#### Extract
I'll put these in here rather than the comments thread.

The UK is drawing up post-Brexit sanction plans: http://www.bbc.co.uk/news/uk-39741773/comments

Great just get on with it. These decisions must be made in the interests of the UK and not the EU (Germany). The liberation has started.


#5
Parallel
Wonder what else they haven't yet realised?
++
I don't think *anyone* realised what a bunch of cry-baby snowflake losers the remain voters would turn out to be, still hanging onto every biased word the bbc publish like its some stone tablet coming out of a cave.

GROW UP.


Germany may not want us having the same sanctions as the EU. after all what sort of message would that send to the other 27.


Just shows how much sovereignty we lost to the EU which remainers always deny. The EU has reached well beyond a trading hub. It needs bringing down.


we will be free to impose them against the EU then?

freeze all EU assets say in London :)


Let's slap sanctions on Germany for the crimes committed by Merkel in allowing Europe to be infested by even more terrorists and their sympathisers


Great,
We'll be able to impose sanctions on any EU country who blocks something we want in brexit negotiations


Tusk has said that UK trade deal is not a priority: http://www.bbc.co.uk/news/world-europe-39742949

The reason that the EU is opposing / punishing the UK is all about ensuring that no further EU member states dare to try to leave like the UK. France and Germany can try to prop up a failing project for a few more years, but with the level of unsustainable debt and mantra to "federalise" Europe, they will eventually learn the hard way. It will all come crashing down. I'd rather be out before this.


EU posturing and blackmail.

We should just leave it's much simplier and easier and we would know exactly where we stand and the markets and businesses will get the certainty they so plead for.

WTO rules are far better than letting EU still dictating what we can or cannot do.

Eu says cough up, guarantee our citizens and trying to dictate re NI which is nowt to do with them.

#### Complete the following
(A) Decide whether each statement agrees with the thread: (i) one comment says Tusk has said a UK trade deal is not a priority; (ii) one comment calls WTO rules worse than letting the EU dictate what the UK can or cannot do; (iii) one comment suggests freezing all EU assets in London. Answer yes or no for each and quote the words of the thread that decide it.
(B) Report every line of the entries below that contains the string "mask", and treat case as significant.

Dataset entries:
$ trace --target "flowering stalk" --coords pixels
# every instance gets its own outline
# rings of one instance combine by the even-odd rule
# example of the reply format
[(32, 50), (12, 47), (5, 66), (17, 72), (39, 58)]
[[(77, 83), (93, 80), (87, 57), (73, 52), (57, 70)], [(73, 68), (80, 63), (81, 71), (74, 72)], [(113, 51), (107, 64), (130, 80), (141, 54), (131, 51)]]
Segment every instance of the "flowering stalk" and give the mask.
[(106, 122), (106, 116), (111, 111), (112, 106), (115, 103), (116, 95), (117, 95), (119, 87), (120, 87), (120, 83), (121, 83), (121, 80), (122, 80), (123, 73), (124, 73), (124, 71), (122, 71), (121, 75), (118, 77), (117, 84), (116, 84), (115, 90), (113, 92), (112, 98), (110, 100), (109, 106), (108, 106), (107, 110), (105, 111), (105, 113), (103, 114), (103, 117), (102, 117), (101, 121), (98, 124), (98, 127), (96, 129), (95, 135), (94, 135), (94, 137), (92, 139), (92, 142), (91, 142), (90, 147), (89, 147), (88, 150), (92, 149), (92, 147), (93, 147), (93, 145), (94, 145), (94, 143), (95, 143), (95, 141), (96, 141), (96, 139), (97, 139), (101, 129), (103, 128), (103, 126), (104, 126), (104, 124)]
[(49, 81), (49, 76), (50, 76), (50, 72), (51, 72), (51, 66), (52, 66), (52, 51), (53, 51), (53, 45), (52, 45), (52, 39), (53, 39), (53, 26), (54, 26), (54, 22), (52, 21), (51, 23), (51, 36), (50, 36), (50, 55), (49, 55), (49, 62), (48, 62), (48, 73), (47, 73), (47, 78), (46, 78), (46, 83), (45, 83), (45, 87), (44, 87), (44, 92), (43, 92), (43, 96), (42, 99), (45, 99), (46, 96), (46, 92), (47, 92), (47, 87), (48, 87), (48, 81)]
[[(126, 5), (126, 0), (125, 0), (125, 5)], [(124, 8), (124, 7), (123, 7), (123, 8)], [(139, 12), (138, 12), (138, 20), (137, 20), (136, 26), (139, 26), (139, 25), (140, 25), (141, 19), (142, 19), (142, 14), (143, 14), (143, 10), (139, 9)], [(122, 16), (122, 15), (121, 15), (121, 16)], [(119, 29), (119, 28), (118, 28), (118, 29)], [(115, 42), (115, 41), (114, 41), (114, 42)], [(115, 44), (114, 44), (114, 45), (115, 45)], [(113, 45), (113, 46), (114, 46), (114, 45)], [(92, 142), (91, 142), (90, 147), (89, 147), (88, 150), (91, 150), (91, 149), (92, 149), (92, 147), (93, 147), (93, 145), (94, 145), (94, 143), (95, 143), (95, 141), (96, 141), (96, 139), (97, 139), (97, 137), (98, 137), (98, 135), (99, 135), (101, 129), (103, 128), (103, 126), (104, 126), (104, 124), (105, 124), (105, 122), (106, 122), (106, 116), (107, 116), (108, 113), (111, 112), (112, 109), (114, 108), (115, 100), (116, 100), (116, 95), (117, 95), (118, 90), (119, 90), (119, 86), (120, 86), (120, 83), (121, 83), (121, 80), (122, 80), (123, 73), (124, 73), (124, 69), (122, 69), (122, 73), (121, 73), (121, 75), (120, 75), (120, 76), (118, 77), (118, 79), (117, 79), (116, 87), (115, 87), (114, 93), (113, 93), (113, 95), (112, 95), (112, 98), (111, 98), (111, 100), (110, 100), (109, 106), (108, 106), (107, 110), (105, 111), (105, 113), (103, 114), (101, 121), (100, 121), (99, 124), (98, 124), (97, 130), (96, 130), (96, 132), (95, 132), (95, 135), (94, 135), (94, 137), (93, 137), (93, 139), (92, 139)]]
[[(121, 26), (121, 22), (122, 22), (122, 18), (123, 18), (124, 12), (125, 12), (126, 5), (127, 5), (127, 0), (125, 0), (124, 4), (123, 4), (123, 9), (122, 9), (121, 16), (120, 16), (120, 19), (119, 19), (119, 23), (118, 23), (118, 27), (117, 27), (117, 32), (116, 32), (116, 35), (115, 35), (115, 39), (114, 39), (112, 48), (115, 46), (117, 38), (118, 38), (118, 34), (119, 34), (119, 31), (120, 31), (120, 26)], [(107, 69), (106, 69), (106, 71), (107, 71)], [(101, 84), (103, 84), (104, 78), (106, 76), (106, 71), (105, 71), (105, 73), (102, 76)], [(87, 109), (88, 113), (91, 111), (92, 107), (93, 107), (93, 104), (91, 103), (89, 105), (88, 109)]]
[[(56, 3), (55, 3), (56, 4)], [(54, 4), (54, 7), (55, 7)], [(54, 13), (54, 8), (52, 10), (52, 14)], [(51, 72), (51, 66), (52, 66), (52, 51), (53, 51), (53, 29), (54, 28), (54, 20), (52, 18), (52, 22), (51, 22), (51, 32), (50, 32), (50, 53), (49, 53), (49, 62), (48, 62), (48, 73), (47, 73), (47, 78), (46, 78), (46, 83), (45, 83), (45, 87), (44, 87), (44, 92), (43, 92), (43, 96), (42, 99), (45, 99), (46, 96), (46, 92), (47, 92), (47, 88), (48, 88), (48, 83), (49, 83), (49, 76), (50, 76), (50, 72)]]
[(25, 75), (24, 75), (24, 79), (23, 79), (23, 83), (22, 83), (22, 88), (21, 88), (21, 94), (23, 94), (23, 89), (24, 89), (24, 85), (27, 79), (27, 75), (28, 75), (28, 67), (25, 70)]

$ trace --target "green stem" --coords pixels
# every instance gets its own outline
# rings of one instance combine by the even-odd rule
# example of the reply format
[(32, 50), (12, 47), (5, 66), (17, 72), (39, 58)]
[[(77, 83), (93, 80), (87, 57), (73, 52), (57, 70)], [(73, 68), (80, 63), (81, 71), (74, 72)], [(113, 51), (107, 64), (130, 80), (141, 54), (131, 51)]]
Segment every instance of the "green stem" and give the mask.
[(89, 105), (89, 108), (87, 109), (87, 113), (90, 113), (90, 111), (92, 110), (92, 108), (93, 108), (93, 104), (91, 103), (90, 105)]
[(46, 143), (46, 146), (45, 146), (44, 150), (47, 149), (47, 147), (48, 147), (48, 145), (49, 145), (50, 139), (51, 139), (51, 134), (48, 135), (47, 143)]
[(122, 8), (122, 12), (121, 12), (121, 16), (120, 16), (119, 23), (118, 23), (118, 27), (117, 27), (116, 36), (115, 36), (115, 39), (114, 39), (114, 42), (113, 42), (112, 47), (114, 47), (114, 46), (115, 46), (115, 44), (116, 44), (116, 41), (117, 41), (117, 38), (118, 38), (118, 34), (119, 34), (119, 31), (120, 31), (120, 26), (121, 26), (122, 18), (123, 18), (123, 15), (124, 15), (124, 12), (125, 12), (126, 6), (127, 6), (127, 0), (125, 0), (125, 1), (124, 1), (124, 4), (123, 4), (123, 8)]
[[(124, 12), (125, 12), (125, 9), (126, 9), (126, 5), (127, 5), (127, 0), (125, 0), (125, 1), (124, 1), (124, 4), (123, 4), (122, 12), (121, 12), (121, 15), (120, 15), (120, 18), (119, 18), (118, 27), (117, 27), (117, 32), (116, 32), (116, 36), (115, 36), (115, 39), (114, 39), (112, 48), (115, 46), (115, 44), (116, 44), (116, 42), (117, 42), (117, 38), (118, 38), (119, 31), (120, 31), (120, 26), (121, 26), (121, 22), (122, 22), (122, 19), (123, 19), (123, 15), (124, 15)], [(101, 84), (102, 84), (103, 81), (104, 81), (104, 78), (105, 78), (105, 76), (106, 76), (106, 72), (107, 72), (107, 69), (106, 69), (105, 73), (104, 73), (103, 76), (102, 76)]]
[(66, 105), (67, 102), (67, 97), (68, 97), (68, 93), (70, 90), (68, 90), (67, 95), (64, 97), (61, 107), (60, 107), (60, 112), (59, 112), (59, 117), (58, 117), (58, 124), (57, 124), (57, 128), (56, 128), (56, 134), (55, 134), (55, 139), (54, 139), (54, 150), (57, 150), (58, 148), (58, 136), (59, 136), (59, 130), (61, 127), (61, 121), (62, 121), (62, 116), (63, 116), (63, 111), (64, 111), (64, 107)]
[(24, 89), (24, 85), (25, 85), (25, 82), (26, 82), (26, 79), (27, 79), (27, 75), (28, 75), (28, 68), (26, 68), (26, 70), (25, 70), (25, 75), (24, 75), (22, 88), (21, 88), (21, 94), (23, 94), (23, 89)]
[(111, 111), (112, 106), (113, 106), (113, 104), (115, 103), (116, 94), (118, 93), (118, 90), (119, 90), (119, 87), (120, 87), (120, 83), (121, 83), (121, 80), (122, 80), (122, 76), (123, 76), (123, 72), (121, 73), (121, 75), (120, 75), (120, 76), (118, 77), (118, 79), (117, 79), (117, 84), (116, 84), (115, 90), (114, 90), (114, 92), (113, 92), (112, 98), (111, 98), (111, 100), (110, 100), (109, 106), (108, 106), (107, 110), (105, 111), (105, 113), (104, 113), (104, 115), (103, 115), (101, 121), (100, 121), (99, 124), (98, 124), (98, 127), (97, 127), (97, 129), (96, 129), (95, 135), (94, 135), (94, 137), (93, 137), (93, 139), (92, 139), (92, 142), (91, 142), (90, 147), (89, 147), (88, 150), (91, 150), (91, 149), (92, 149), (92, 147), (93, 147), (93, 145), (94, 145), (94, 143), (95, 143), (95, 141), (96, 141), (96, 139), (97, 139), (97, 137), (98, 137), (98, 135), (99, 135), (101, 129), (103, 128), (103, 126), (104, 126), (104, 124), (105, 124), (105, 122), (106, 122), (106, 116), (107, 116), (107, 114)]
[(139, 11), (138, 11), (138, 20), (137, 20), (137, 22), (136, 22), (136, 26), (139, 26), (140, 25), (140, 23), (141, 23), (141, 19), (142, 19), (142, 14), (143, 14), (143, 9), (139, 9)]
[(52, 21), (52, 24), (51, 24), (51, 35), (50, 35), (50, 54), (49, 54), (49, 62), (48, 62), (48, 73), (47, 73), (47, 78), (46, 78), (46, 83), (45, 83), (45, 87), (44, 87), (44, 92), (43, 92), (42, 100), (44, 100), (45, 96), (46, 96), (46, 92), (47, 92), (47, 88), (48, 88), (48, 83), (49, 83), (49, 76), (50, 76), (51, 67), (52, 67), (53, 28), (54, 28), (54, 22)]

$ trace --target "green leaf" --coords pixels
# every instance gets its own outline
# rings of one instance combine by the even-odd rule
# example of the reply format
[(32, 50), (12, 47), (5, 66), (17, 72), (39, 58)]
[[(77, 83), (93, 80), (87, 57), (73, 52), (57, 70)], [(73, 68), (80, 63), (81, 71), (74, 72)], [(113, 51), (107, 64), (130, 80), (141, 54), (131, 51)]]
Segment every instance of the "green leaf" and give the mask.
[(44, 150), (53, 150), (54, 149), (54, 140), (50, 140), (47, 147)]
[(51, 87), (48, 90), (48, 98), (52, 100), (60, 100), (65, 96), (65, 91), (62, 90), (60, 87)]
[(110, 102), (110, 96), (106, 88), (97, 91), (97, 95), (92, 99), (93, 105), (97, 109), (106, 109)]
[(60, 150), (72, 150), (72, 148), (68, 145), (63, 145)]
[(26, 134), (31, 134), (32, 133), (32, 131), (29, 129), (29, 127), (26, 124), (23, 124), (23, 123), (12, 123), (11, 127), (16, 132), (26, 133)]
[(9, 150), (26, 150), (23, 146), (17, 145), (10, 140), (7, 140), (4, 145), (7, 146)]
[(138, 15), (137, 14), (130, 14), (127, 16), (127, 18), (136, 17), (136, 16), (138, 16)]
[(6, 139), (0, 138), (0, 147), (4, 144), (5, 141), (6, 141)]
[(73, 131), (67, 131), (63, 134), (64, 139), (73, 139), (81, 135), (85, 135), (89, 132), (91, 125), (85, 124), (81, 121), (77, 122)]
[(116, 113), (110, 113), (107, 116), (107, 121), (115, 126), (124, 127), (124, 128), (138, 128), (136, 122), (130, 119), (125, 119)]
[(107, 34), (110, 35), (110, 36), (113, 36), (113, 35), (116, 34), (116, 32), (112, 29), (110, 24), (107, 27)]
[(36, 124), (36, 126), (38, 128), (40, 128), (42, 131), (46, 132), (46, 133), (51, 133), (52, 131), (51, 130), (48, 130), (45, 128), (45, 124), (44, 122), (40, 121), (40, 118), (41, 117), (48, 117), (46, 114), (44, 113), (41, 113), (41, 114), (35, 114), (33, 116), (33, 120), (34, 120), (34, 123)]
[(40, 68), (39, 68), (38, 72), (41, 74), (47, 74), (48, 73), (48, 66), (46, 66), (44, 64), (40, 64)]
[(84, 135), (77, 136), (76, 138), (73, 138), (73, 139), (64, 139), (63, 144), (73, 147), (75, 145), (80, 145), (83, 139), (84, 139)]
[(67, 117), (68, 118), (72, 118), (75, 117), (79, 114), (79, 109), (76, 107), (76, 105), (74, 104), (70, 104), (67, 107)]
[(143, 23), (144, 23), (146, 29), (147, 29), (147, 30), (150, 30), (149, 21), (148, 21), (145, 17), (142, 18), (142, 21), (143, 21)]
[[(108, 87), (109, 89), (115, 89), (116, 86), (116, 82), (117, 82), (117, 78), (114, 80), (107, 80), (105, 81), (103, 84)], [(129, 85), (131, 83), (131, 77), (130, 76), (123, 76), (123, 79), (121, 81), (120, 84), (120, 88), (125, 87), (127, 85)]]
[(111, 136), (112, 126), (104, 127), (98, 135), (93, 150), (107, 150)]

#### Task answers
(A)
(i) Yes: "Tusk has said that UK trade deal is not a priority"
(ii) No: "WTO rules are far better than letting EU still dictating what we can or cannot do."
(iii) Yes: "freeze all EU assets say in London"

(B)
Segment every instance of the "flowering stalk" and give the mask.
Segment every instance of the "green stem" and give the mask.
Segment every instance of the "green leaf" and give the mask.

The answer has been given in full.